__Data for analysis__
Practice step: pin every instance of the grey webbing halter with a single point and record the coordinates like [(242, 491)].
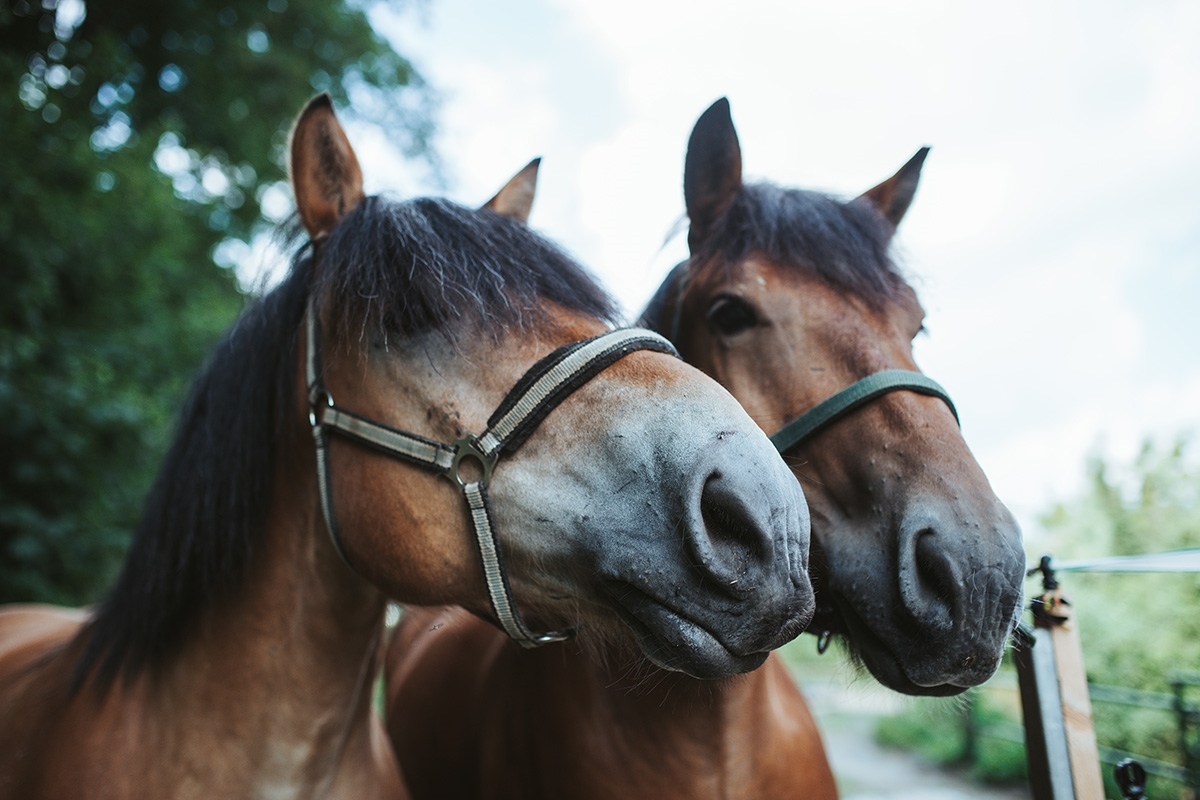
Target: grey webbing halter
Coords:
[(537, 394)]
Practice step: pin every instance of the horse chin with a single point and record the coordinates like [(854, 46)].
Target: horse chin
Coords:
[(676, 643), (870, 653)]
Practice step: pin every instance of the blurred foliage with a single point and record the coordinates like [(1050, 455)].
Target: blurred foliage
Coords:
[(978, 732), (139, 136), (1137, 630)]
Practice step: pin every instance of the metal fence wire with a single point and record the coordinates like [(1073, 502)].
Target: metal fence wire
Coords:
[(1061, 747)]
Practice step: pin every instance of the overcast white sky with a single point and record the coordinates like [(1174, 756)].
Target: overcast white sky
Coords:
[(1055, 239)]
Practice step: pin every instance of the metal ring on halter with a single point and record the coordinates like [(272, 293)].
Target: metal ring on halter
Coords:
[(468, 447), (315, 394)]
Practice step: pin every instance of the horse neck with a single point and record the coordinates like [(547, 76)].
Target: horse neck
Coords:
[(285, 671), (654, 727)]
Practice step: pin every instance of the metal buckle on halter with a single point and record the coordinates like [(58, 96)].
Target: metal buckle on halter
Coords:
[(315, 394), (469, 447)]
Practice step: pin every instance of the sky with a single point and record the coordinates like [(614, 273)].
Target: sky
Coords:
[(1055, 236)]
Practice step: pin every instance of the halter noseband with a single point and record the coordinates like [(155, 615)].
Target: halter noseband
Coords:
[(537, 394), (857, 394)]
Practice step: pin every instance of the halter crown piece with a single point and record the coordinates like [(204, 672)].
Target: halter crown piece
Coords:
[(535, 395)]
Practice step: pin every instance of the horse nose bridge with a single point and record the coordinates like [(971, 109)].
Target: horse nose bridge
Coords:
[(745, 523), (958, 572)]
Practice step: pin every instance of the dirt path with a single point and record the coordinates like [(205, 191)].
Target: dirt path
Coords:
[(846, 710)]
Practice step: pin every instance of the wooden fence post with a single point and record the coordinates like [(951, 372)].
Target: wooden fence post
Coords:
[(1060, 739)]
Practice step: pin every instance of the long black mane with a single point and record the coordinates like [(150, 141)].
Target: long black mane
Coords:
[(393, 269), (843, 244)]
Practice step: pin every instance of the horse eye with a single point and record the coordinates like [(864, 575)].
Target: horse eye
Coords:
[(730, 314)]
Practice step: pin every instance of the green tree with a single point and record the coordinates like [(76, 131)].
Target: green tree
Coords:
[(1137, 630), (139, 136)]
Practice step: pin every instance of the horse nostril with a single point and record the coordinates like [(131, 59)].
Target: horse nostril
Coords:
[(933, 584), (731, 541)]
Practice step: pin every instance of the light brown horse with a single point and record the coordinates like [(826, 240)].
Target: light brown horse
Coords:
[(235, 655), (789, 299)]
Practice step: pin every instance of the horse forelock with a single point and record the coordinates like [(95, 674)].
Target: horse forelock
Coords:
[(844, 244)]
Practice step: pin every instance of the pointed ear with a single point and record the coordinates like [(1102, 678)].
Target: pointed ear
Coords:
[(324, 170), (516, 198), (712, 170), (894, 196)]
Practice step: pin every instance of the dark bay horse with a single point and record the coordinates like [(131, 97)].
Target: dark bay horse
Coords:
[(789, 298), (237, 651)]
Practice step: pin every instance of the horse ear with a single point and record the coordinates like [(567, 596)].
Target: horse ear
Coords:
[(325, 175), (516, 198), (894, 196), (712, 170)]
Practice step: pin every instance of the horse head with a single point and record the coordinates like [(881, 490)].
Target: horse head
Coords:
[(789, 298), (634, 503)]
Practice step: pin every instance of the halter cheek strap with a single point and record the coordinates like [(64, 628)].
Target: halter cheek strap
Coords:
[(535, 395), (834, 407)]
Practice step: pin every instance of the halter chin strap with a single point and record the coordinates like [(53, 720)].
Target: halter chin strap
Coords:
[(535, 395), (847, 400)]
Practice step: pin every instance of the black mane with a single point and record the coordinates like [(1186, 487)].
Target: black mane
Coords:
[(843, 244), (430, 264), (393, 268)]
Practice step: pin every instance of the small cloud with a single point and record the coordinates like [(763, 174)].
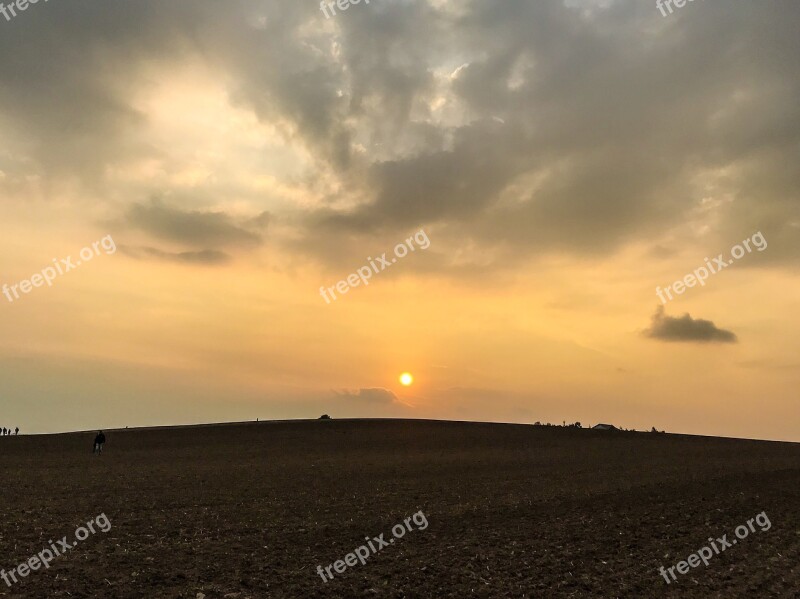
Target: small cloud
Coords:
[(207, 257), (686, 328), (375, 394), (193, 228)]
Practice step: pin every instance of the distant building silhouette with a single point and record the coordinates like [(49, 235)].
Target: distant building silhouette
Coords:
[(604, 427)]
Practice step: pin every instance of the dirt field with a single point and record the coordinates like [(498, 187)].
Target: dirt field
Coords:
[(251, 510)]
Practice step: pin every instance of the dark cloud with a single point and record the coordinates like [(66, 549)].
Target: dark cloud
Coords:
[(374, 394), (194, 228), (685, 328), (206, 257), (524, 126)]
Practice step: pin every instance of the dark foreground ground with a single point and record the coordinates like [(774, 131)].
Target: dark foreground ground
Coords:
[(250, 511)]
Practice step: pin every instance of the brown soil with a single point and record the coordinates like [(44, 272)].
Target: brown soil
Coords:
[(250, 511)]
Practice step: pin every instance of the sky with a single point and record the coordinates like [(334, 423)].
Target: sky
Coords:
[(549, 169)]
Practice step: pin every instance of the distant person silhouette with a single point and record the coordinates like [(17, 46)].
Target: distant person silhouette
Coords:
[(99, 440)]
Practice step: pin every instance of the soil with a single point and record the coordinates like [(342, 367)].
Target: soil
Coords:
[(250, 510)]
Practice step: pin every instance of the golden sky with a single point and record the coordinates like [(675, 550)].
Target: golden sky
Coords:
[(561, 160)]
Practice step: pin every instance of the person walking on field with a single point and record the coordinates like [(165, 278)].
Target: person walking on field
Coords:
[(99, 440)]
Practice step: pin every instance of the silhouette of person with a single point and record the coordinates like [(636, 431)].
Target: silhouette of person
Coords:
[(99, 440)]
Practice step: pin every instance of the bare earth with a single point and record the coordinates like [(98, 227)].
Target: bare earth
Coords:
[(250, 511)]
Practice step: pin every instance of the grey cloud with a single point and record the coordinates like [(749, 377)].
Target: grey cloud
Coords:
[(374, 394), (194, 228), (570, 130), (686, 329), (203, 257)]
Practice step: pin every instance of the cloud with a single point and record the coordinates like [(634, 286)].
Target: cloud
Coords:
[(530, 126), (373, 394), (207, 257), (686, 329), (194, 228)]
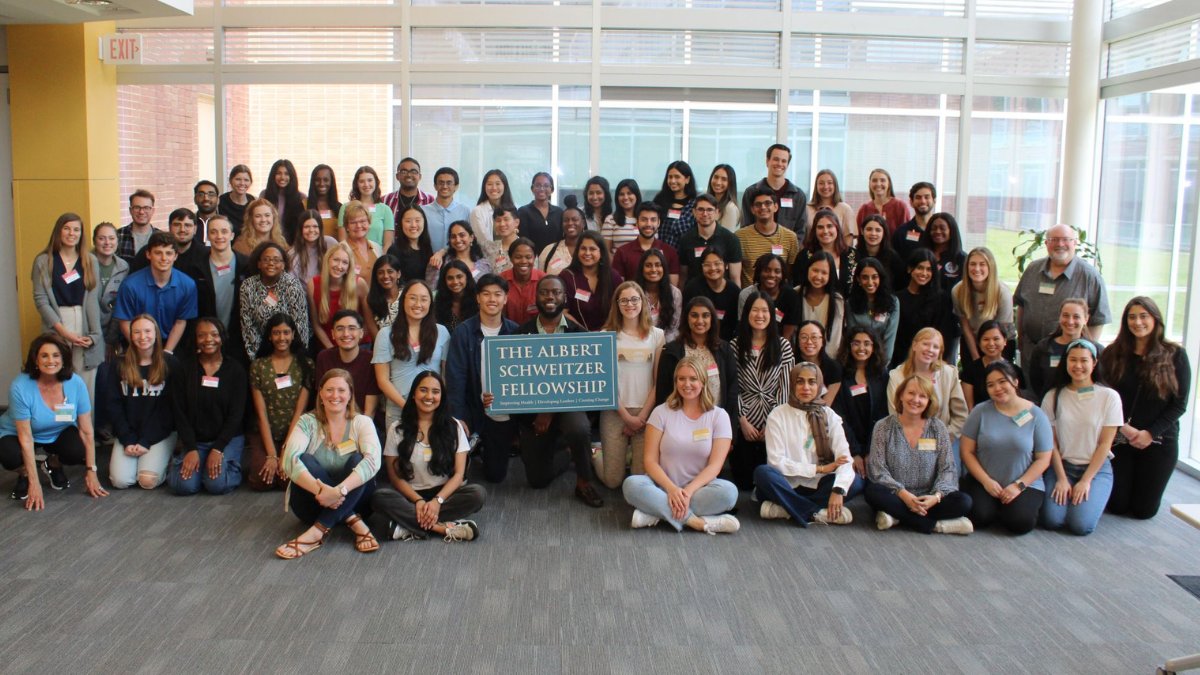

__Problem statement__
Repeat each line of the material exactly, please, and skip every picture.

__Output of the exercise__
Practice step: pin every instance of the grey webbing halter with a single point and record the coordinates like [(242, 491)].
Target: grey webbing halter
Coords:
[(537, 394)]
Practice step: pin every instance of the horse chin with a single point and record the coordinates like [(854, 46)].
Target: horse chin
Coords:
[(676, 643), (870, 653)]
Practice step: pin every instance of the blurred foliage with a single point and record the coordinates like [(1050, 455)].
Target: blurred foliage
Coords:
[(978, 732), (139, 136), (1137, 630)]
Practice step: pin every instance of the metal fence wire with a single point and record the coordinates like [(1073, 502)].
Target: metal fence wire
Coords:
[(1061, 747)]
Practice step: pin every instance of the overcast white sky with a single point and record the coordinates like [(1174, 756)].
Target: overcast white sky
Coords:
[(1055, 239)]
Practice step: pin every instance of the metal ring on halter with a single point and record the coordinates like [(272, 293)].
Target: metal ring on halter
Coords:
[(468, 447), (315, 394)]
Practice step: pin every instance of the horse neck with a single point and record the coordinates like [(547, 76)].
Target: horse neck
Coords:
[(285, 671), (654, 727)]
Practice step: pin every instance of the metal buckle on halter with a single point and record the coordinates like [(58, 96)].
Target: metal buckle on halter
Coords:
[(315, 394), (469, 447)]
Practice step: pin every instance of the sky with a single point and record the coordinates like [(614, 273)].
Target: sky
Coords:
[(1055, 236)]
Practice step: pin every instance of the halter noseband with a single point and record the coordinates like [(155, 615)].
Target: halter noseband
Coords:
[(537, 394), (857, 394)]
Practice step: pin every instance of the halter crown piece with a single point and record the coordinates like [(204, 672)].
Target: halter crown piece
Coords:
[(535, 395)]
Practice step: pin every instance of the horse nose bridge with a single point and record the coordinates like [(971, 109)].
Target: horse nose bridge
Coords:
[(745, 523), (958, 572)]
Practice step: pin every instance of the dirt path with a single point and record the coordinates like [(205, 191)].
Target: dirt path
Coords:
[(846, 710)]
Practice step: pin every instance of the wooden fence post with a single point and record the coordinates like [(951, 372)].
Target: wooden fence post
Coords:
[(1060, 739)]
Practice step: pin every instance of the long black mane with a single point and record the coordinates like [(150, 141)].
Target: long black mane
Coords:
[(393, 269), (843, 244)]
Practice step: pin every instance of the horse eye with a single point and record the coordinates like [(864, 575)].
Target: horse eye
Coords:
[(730, 314)]
Practice step: pin every instance of the green tree with a single point and record the coordinates like [(76, 131)].
Target: green tree
Coords:
[(1137, 630), (139, 136)]
Practice step: pin every instance of the horse nostril with a single point and record the coordinates like [(131, 59)].
Target: horse nostril
Coords:
[(933, 584), (731, 541)]
Practice step: pin every instance of the light brown horse with a single point and record the coordinates like [(826, 240)].
Target: light brown horse
Coords:
[(235, 655), (789, 299)]
Practice step: pin every instance of the horse forelock with a single point and record the coordinates like [(95, 674)].
Target: horse forelock
Coords:
[(844, 244)]
Practice step: pin every instance of the pointed ear with a single point and record the coordinates like [(1102, 678)].
Target: pointed ear
Coords:
[(324, 170), (516, 198), (712, 170), (894, 196)]
Practice step: pin every instance of the dark bay horse with a single point and record the coordinates like [(131, 97)].
Target: dark bay horse
Coords:
[(789, 298), (237, 651)]
Practice step: pin every instance of the horse ear with a single point and record the coordinates like [(567, 596)].
Target: horse ear
Coords:
[(325, 175), (516, 198), (894, 196), (712, 170)]
Practice step: pin every instance of the horse head with a single point and record the coordinates like [(881, 490)].
Target: horse head
Coords:
[(789, 298), (634, 503)]
Practice step: pin every instance of the halter cheek strap with a single point and record the coordinates like [(64, 628)].
Target: halter cheek strap
Coords:
[(535, 395), (834, 407)]
Practice step: pin every instance of the halter chin strap with a single point and record the coordinates like [(53, 720)].
Target: halter chin strap
Coords:
[(535, 395), (847, 400)]
Practice step: pin every instance of the black mane with a single point and record the coordinates like [(1186, 487)].
Target: black mane
Coords:
[(843, 244), (430, 264), (393, 268)]
Practice step: pin every instance of the small cloud with a single point and record the coordinates like [(763, 174)].
Target: small cloud
Coords:
[(207, 257), (686, 328), (375, 394), (193, 228)]
Practice step: pin every instance of the distant building silhouette with a single point and record the coordinates like [(49, 235)].
Target: distant building silhouette
Coords:
[(604, 427)]
Practice step: pin every instance of the dirt field with a single point and record the coordinates like [(498, 187)].
Target: dirt field
Coords:
[(251, 510)]
Practice step: pin every instance of the dark cloud with a single point and record the coordinates like [(66, 549)].
Target: dark cloud
Coords:
[(374, 394), (194, 228), (685, 328), (206, 257), (524, 126)]
Practice step: pin every instance of the dark foreground ground with a single point and record the coordinates like [(774, 131)].
Target: dark foreground ground
Coords:
[(250, 511)]
Practice step: pin every instance of the brown soil with a single point and record the coordinates like [(44, 272)].
Target: brown soil
Coords:
[(250, 511)]
Practice step: pin every instance of the sky with a single point and record the coordinates like [(334, 423)].
Target: sky
Coords:
[(549, 169)]
Practice step: pin every instance of the distant person silhouette with a single point and record the coordinates like [(17, 46)].
Target: distant person silhouette
Coords:
[(99, 440)]
Practice step: pin every instance of the soil with a single point and record the coordinates like [(342, 367)].
Target: soil
Coords:
[(250, 510)]
Practice step: pin every instance of the golden sky with a single point and record the coordinates like [(675, 550)].
Target: golden sky
Coords:
[(561, 160)]
Practice step: pin every instance of the person walking on field with a single point and record the coordinates like [(165, 278)].
Target: person walking on field
Coords:
[(99, 440)]
Practice step: pin every instance of the silhouette of person with a single point and record the coordinates like [(636, 431)].
Target: silhouette of person
Coords:
[(99, 440)]
Practice step: pin every instance of the bare earth with a single point and record the coordinates like [(98, 227)].
Target: bare earth
Coords:
[(250, 511)]
Practice step: pin every instance of the grey cloud with a single point and record the coordinates like [(749, 377)].
Target: grey cloud
Coords:
[(374, 394), (194, 228), (570, 130), (686, 329), (203, 257)]
Practice step: pin every instance of the cloud with a single point and record the coordinates like [(634, 286)].
Target: cloud
Coords:
[(530, 126), (373, 394), (207, 257), (686, 329), (194, 228)]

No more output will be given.